• [Text segment]:
● ● ●
Reporters have overlooked that Robert Mercer's former employer, IBM Watson launched its Personality Insights service general use API on February 23, 2015 and was in beta before then. (It was available in 2014 and was called the User Modeling Service.) Jared Kushner's paper the Observer reported on it in July 2015. Thus, CA/SCL may have been using off-the-shelf technology. According to IBM, the service:
enables applications to derive insights from social media, enterprise data, or other digital communications. The service uses linguistic analytics to infer individuals' intrinsic personality characteristics, including Big Five, Needs, and Values, from digital communications such as email, text messages, tweets, and forum posts.
More recently another UK-based marketing firm, Unruly, has started using Watson's Personality Insights in conjunction with Facebook. It worthy of noting that the company is a News Corp firm, acquired in 2015. (See also this Press Release) The partnership was formed after the election, in December 2016:
This week, the UK-based firm announced its new Watson-assisted Unruly DNA tool. The central goal is to increase sales by trying to replicate “light buyers” of a brand’s products, the idea being that these kinds of customers already know the product line and haven’t reached their limit of purchases. This is the latest effort by the News Corp-owned firm to understand the hidden feelings of customers. In September, for instance, it unveiled a multilayered program to measure biometric responses of viewers to online video or TV ads.
IBM Watson's Personality Insights along with Apple Sauce are the APIs behind Data Selfie, a Chrome extension developed by Parsons students to increase awareness about tools used by the Adtech industry.
According to research by Richard Fording and Sanford Schram, low-information voters were an unusually large base of support for Trump. This audience was actively cultivated by Trump, who courted conspiracy theorists.
● ● ●
• [To do]:
[1] In the text on IBM Watson's Personality Insights, turn the paragraph that begins "This week, the UK-based firm announced" into a short bulleted list that keeps its main facts.
[2] Carry on the piece about IBM Watson's Personality Insights, starting right after its last sentence.

• [Material provided]:
● ● ●
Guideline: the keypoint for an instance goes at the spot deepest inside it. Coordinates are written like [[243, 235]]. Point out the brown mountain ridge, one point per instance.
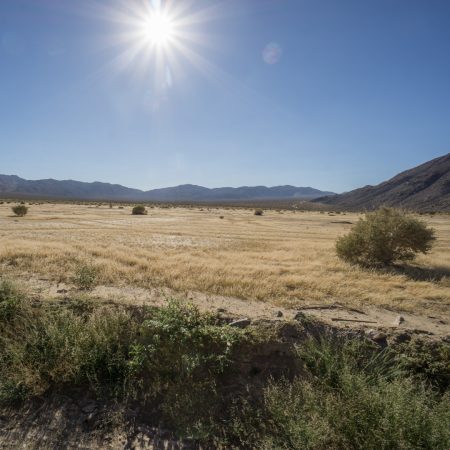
● ● ●
• [Replies]:
[1]
- Unruly, the UK-based firm owned by News Corp, announced its new Watson-assisted Unruly DNA tool this week.
- The tool's central goal is to raise sales by replicating a brand's "light buyers." These are customers who already know the product line and haven't reached their limit of purchases.
- The tool is the firm's latest effort to understand customers' hidden feelings.
- In September, the firm unveiled a multilayered program that measures viewers' biometric responses to online video or TV ads.

[2]
Arguments based on emotion, rather than policy, were likely the Trump strategy that few understood. As Newt Gingrich discussed in an interview with Alisyn Camerota on CNN:
The current view is that liberals have a whole set of statistics that theoretically may be right, but it’s not where human beings are. … No, but what I said is equally true. People feel more threatened. … As a political candidate, I’ll go with how people feel and I’ll let you go with the theoreticians.
Key to the military doctrine that underlies SCL's methodology is an evaluation of the susceptibility of the audience to which the message is directed. As Steve Tatham writes, the purpose of Target Audience Analysis is to:
identify accessibility, vulnerability, and susceptibility to behavioural and attitudinal influence activity. (p.10)
Alexander Nix has acknowledged the military origins of the digital strategy, alluding to TAA in a 2015 interview with Bloomberg Politics. An older version of the SCL Elections website, archived here, the copy is explicit about one of its key offerings, "Behavioural Polling", a.k.a "Target Audience Analysis". As this job posting suggests, SCL does this kind of qualitative research as a first step to define the parameters of its digital strategy, as it seems to have done for the Ted Cruz campaign.
Overlooked in the discussion of the personality model used by Cambridge Analytica is that it can distinguish low-information voters, easily swayed by sentiment, also termed "neurotics".
As David Talbot wrote in the MIT Technology Review on CA/SCL in 2016:
Academic research has established a relationship between personality and political leanings—and has found that some types of personalities are more persuadable than others.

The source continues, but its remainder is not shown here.